• **Text passage**
Mark Felix/Bloomberg

“No exigency exists here,” Brockman’s attorneys said. “There is no jeopardy. The IRS’s actions were baseless and wholly unreasonable, and must be immediately abated.” They asked a judge to rule on their motion within 20 days.

The filing expands on a lawsuit Brockman filed Thursday, and it denies key allegations that are also central to an indictment accusing him of evading taxes on $2 billion in taxes. Brockman, who ran a firm that makes software for auto dealers, claims he has dementia and is not competent for trial. Prosecutors say he’s faking. A judge who held an eight-day hearing in November has yet to rule.

The indictment alleges Brockman controlled a Bermuda charitable trust with billions of dollars of assets and didn’t pay taxes on them. Brockman’s lawyers said the trust owns entities that control the software firm, Reynolds & Reynolds, which is valued at $5 billion.

The IRS hasn’t alleged that “anyone has taken any action to conceal, dissipate, transfer, or in any way diminish the value of Reynolds,” Brockman’s attorneys said. “In other words, based on the IRS’s theory that Mr. Brockman is the owner of Reynolds, there are assets worth a multiple of the asserted tax liability that are and will remain available in the United States.”

That means the IRS can’t say that “collection would be jeopardized” if it prevails on the taxes owed, Brockman’s attorneys said.

A Justice Department spokesman didn’t immediately respond to a request for comment.

The case is Brockman v. United States of America, 22-cv-202, U.S. District Court, Southern District of Texas (Houston).

• **Recorded data**
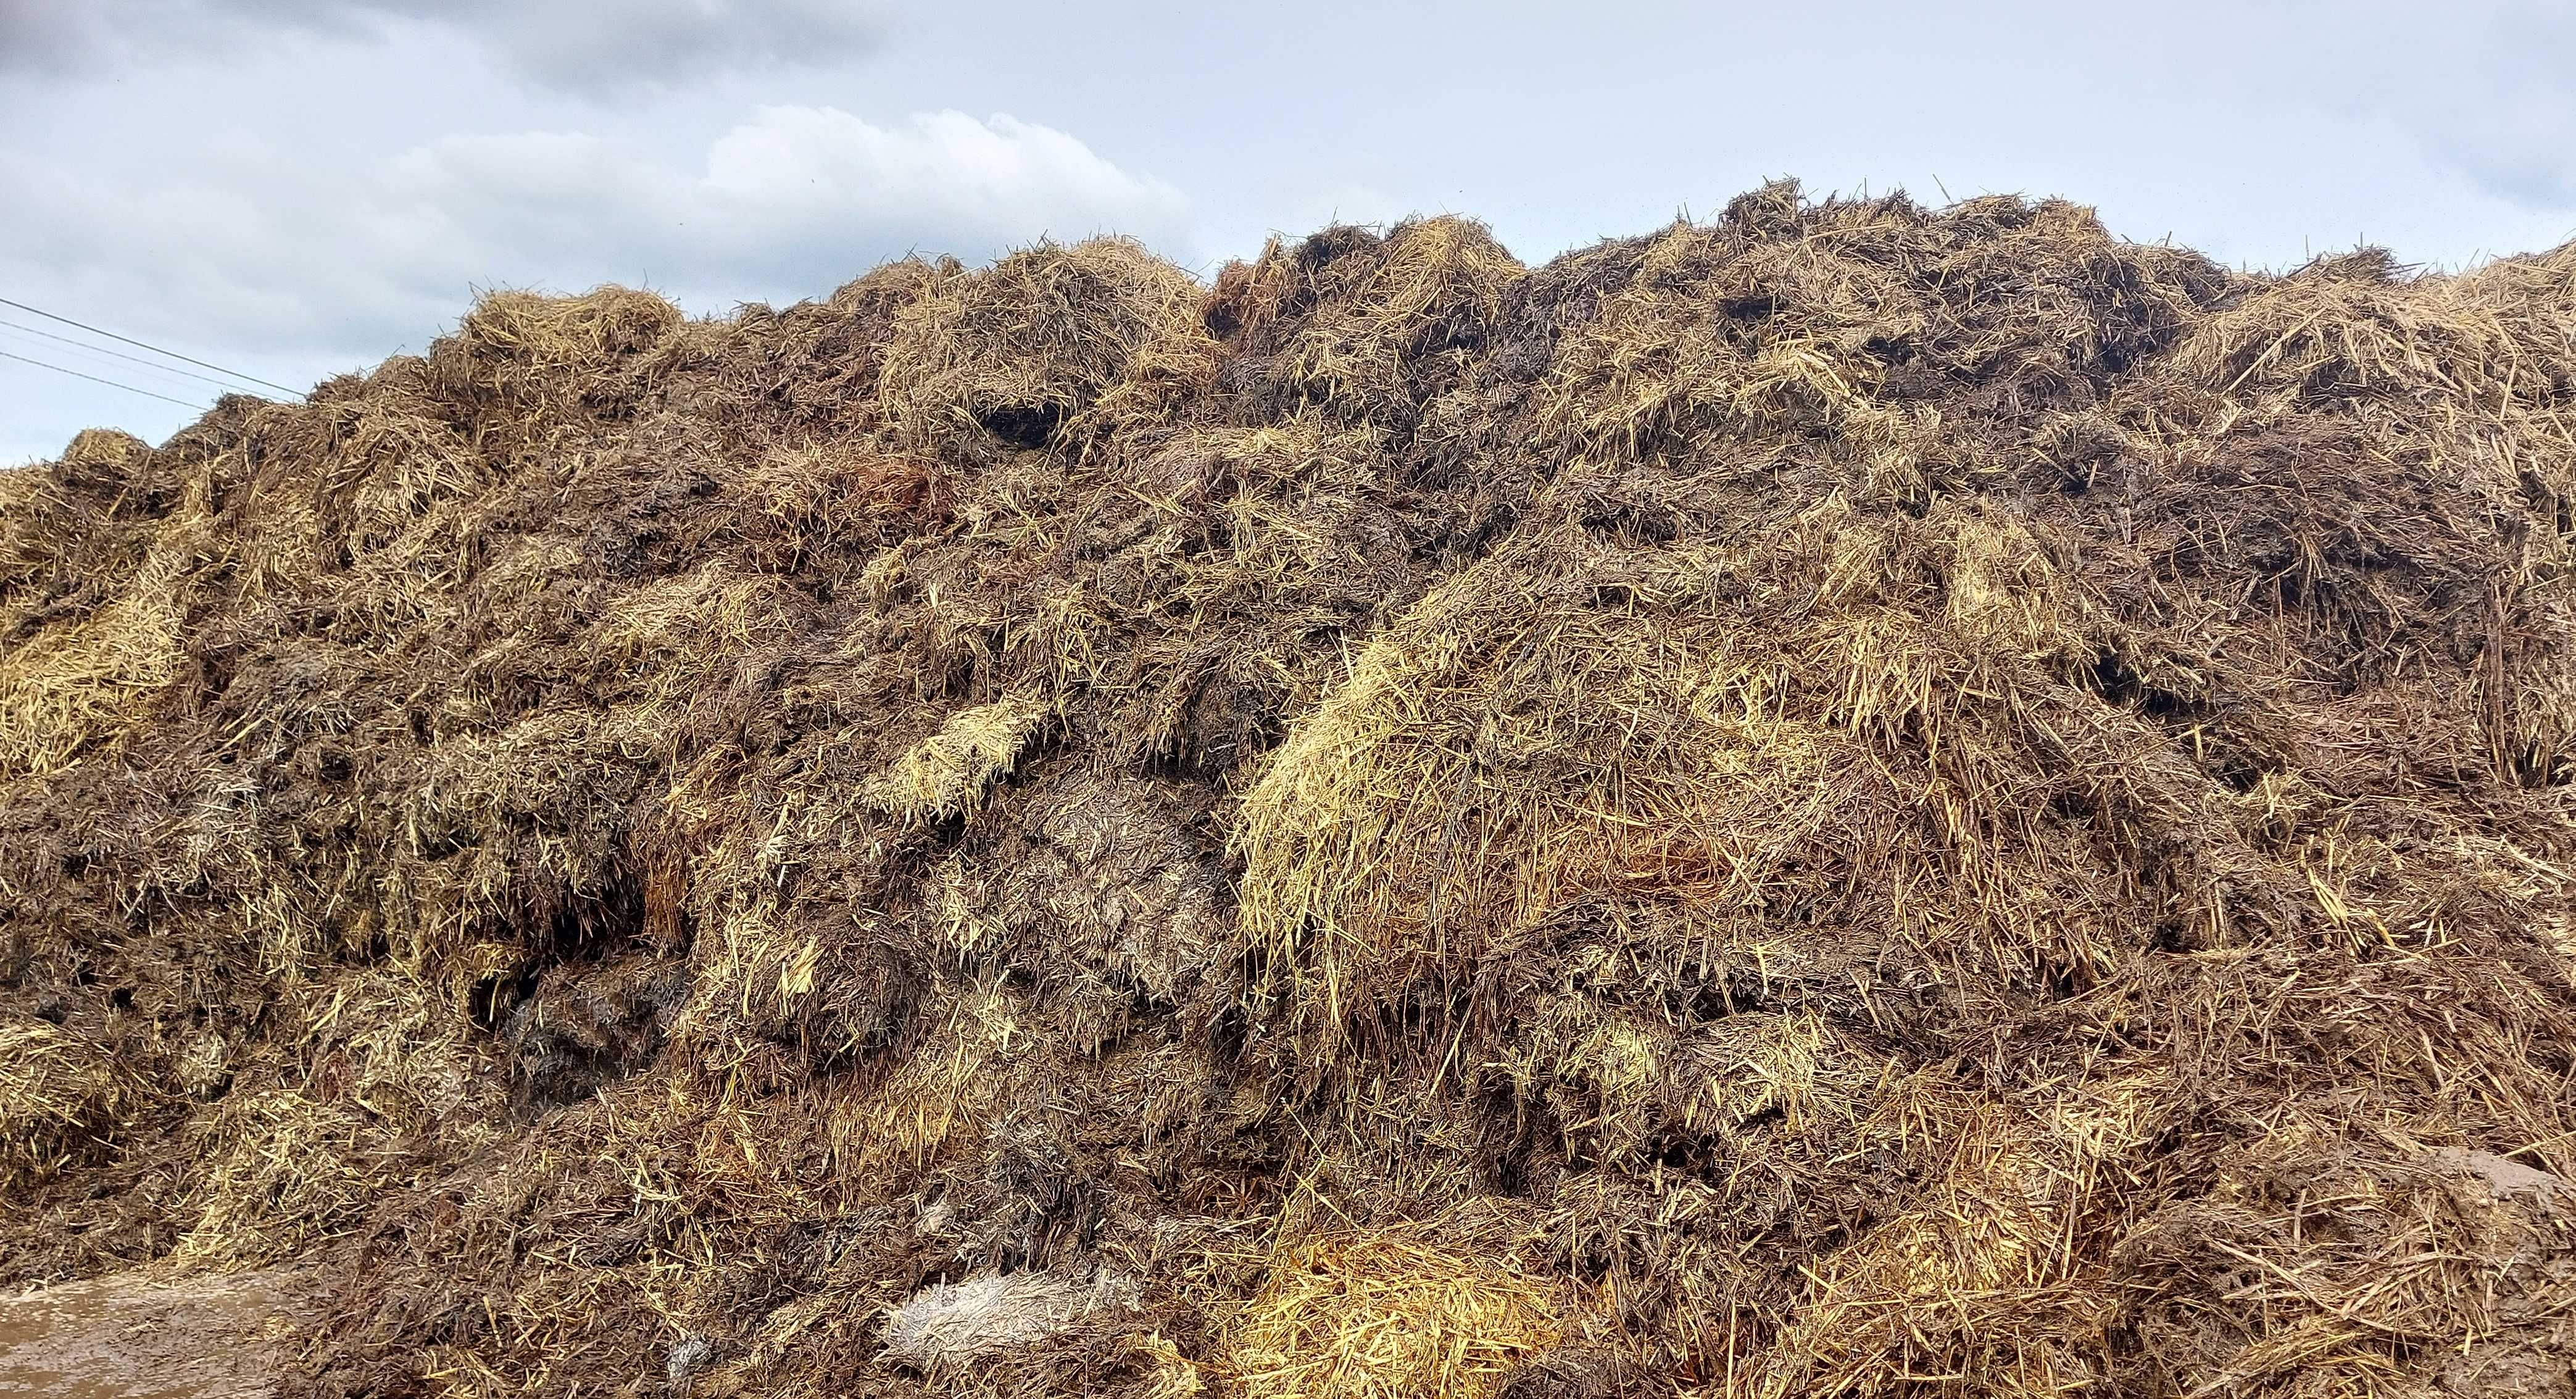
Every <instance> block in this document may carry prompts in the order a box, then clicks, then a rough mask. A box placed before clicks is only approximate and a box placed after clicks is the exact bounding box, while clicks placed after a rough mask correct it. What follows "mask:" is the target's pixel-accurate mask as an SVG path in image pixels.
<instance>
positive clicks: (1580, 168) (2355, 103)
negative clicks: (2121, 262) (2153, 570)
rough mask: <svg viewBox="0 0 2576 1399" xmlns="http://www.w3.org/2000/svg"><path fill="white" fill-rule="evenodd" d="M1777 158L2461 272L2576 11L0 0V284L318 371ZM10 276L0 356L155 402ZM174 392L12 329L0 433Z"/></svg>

• **Exercise directions**
According to the text on Brockman's IRS dispute, what does the firm Brockman ran make? The lines above aren't needed for this.

• **The answer**
Software for auto dealers.